Die Ankündigung hatte es in sich: Kanzler Scholz wollte abgelehnte Asylbewerber "im großen Stil" abschieben. Nun kommt das Gesetz dazu. Doch in BW gibt es große Zweifel daran.
Die baden-württembergische Justizministerin Marion Gentges (CDU) wirft der Ampel-Regierung vor, einen Gesetzentwurf zu schnelleren Abschiebungen kurz vor der heutigen Abstimmung im Bundestag abgeschwächt zu haben. Die CDU-Politikerin beschwert sich darüber in einem Brief, den sie an Bundesinnenministerin Nancy Faeser (SPD) geschrieben hat und der dem SWR vorliegt. Die Änderung könne weitreichende Folgen haben.
"Es ging darum, Abschiebungen effektiver zu machen. Aber jetzt bringt der Bund in letzter Sekunde eine gravierende Änderung in den Gesetzentwurf ein, der das Gegenteil bewirken würde", sagte Gentges dem SWR. Nach der Änderung müsse jedem Asylbewerber, der in Ausreisegewahrsam oder in Abschiebungshaft genommen werden soll, zwingend ein Anwalt zur Seite gestellt werden.
BW-Ministerin: "Untertauchen wird noch leichter"
Da dieser zu den Flüchtlingen Kontakt aufnehmen müsse, könnten sich Eilverfahren verzögern, auch weil die Personen untertauchen könnten. "Das wäre ein Frühwarnsystem für die Personen, die abgeschoben werden sollen", kritisierte die Ministerin für Justiz und Migration. "Untertauchen wird dann noch leichter."

▶ FRAGEN ZUM MATERIAL
1. Fassen Sie den Absatz im Text, der mit „Die baden-württembergische Justizministerin“ beginnt, kürzer zusammen und behalten Sie die wichtigsten Fakten bei.
2. An wen hat Gentges laut Text ihren Brief geschrieben?
3. Zählen Sie alle Personen auf, die im Text namentlich vorkommen.

▶ GEZEIGTE DATEN

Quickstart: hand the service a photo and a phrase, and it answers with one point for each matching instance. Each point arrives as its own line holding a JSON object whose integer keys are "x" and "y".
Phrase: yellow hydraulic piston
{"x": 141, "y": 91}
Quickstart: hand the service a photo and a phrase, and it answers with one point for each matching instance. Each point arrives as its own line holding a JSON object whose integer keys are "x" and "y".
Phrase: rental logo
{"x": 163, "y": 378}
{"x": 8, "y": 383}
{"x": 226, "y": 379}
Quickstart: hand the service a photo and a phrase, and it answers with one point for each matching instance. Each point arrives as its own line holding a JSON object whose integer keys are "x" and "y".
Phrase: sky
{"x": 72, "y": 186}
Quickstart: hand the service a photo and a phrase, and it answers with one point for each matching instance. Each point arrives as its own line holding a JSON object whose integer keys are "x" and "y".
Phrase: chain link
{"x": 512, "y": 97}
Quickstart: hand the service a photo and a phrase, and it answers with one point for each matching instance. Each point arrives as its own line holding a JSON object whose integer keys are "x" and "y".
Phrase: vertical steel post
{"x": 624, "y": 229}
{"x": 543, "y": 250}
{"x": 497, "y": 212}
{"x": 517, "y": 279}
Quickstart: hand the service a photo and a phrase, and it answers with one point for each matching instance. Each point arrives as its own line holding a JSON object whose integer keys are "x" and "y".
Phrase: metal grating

▶ ANTWORTEN IN REIHENFOLGE
1. Marion Gentges (CDU), Justizministerin von Baden-Württemberg, wirft der Ampel-Regierung vor, einen Gesetzentwurf zu schnelleren Abschiebungen kurz vor der Abstimmung im Bundestag abgeschwächt zu haben. Ihre Beschwerde steht in einem Brief an Bundesinnenministerin Nancy Faeser (SPD), der dem SWR vorliegt. Die Änderung könne weitreichende Folgen haben.

2. An Bundesinnenministerin Nancy Faeser (SPD).

3. Kanzler Scholz, Marion Gentges, Nancy Faeser